Gough's career is in danger of achieving premature symmetry. He burst on to the Test scene in 1994, did even better that winter, got injured, recovered his fitness but not his form, and has now burst off the scene. In Australia 18 months ago, he played only three Tests, but took 20 wickets and made a swaggering 50. He was hailed as the new Botham and put on the cover of Playfair Cricket Annual. Those whom the gods wish to destroy, they first liken to Ian Botham, then put on the cover of Playfair. In South Africa last winter, dogged by a different injury, Gough took no wickets and made two runs. Despite being an Illingworth favourite, he is out of the team.

As bad luck would have it, Gough has just published a book, Darren Gough's Book for Young Cricketers: My Guide to Your Success (Hodder, pounds 14.99), and you can probably guess who the foreword is by. The book contains sound advice about everything from off-cutters to sun-cream. But it is also a sort of autobiography, and this is the bit that catches the eye.

There is a chapter on Gough's exploits in 1994 and 1994-95 ("Everything I touched seemed to turn to gold"). More boldly, there's a chapter on this winter's tour, fearlessly entitled "DAZZLER'S SOUTH AFRICA DIARY". A few excerpts may give the flavour.

Friday 27th October: The first first-class game ever played in Soweto. The squad were introduced to Nelson Mandela at lunch. What a great man!... Several of the lads are wading through his autobiography.

Monday 30th: Devon has been sent to the nets during the match to try to sort out his action. The press imagine a feud between Dev and England's bowling coach, Peter Lever.

## Supplied material:
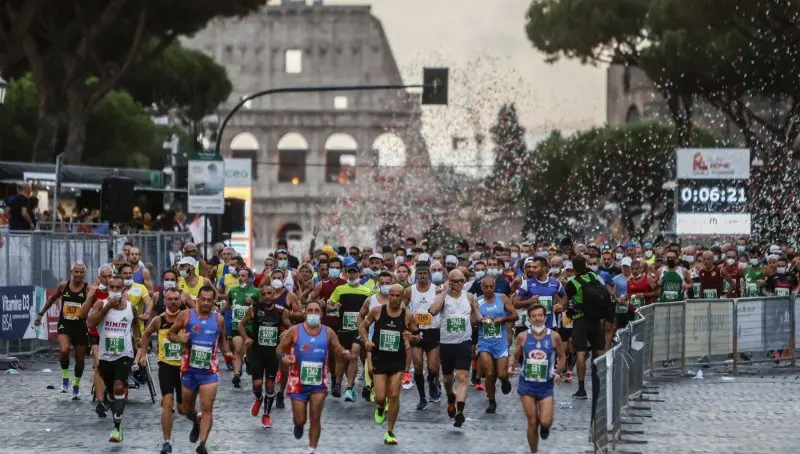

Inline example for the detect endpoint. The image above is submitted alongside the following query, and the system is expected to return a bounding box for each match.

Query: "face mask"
[306,314,320,328]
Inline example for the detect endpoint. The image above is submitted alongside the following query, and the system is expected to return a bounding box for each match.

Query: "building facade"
[184,0,430,260]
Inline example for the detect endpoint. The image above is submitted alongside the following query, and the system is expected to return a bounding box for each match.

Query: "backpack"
[573,272,614,320]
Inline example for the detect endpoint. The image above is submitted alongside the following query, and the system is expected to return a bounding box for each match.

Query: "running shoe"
[383,432,397,445]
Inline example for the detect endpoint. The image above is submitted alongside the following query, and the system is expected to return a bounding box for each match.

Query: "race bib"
[447,317,467,333]
[63,301,81,320]
[378,329,401,352]
[300,361,322,386]
[414,312,433,328]
[258,326,278,347]
[189,345,212,369]
[523,358,550,383]
[342,312,358,331]
[106,334,125,355]
[233,306,247,323]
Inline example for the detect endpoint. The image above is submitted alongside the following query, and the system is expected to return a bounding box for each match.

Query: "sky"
[332,0,606,170]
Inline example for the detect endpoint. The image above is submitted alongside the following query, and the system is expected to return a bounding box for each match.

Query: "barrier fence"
[590,296,800,452]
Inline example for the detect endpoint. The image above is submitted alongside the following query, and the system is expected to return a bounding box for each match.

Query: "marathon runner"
[136,287,184,454]
[34,262,89,400]
[477,276,520,414]
[238,283,289,428]
[167,286,233,454]
[359,284,421,445]
[278,300,348,454]
[88,274,141,443]
[428,270,481,427]
[508,304,567,453]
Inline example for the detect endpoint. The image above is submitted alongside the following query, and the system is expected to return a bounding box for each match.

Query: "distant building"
[184,0,430,259]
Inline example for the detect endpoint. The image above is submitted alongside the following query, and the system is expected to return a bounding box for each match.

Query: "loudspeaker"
[100,177,136,223]
[222,199,244,233]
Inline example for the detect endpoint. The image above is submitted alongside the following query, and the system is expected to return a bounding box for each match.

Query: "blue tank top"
[181,309,219,374]
[478,293,506,344]
[519,328,556,387]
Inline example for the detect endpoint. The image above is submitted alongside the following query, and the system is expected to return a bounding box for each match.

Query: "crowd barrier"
[590,297,800,452]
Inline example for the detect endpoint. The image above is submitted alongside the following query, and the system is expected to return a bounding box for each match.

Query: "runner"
[278,301,348,454]
[167,285,233,454]
[403,262,442,411]
[478,274,520,414]
[238,283,289,428]
[88,276,141,443]
[428,270,481,427]
[136,287,184,454]
[508,304,567,453]
[34,262,89,400]
[358,284,421,445]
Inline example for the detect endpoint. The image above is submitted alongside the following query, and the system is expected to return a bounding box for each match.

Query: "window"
[278,150,306,184]
[286,49,303,74]
[333,96,347,110]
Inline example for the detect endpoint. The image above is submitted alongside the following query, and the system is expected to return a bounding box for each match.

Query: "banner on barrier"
[0,286,47,340]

## What you are asked to do:
Condense the paragraph beginning "Gough's career is in danger" from the passage about Darren Gough into a bulleted list that keeps its main facts. The entries have nothing to do with the passage about Darren Gough.

## Correct response:
- Gough's career risks "premature symmetry." He burst onto the Test scene in 1994 and did even better that winter. He was then injured, regained his fitness but not his form, and has now burst off the scene.
- In Australia 18 months ago, he played only three Tests but took 20 wickets and made a swaggering 50.
- He was hailed as the new Botham and put on the cover of Playfair Cricket Annual.
- In South Africa last winter, troubled by a different injury, he took no wickets and made two runs.
- Although he is an Illingworth favorite, he is out of the team.